- [Data to use]:
/---

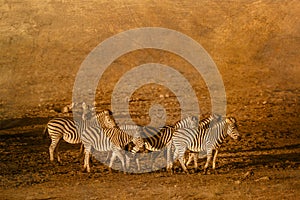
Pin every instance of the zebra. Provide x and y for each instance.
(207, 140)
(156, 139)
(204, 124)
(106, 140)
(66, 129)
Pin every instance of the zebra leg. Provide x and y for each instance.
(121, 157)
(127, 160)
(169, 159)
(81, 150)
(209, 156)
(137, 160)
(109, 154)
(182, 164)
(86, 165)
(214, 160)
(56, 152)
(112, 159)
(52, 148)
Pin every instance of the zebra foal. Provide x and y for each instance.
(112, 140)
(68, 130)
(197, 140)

\---
/---

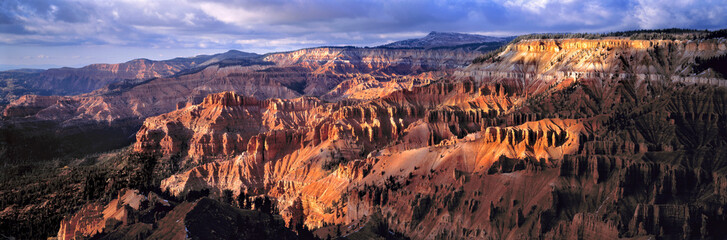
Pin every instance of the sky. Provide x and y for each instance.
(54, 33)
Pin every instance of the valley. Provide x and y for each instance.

\---

- [Work instructions]: Above this task is a listing. Restate, word for word and with nothing added, the lines from the one with "Pin every instance of the sky." through the one with "Pin every instance of the valley.".

- [Result]:
Pin every instance of the sky. Provide x and y for each instance.
(54, 33)
Pin every instance of the valley. Provide x and y for each instance.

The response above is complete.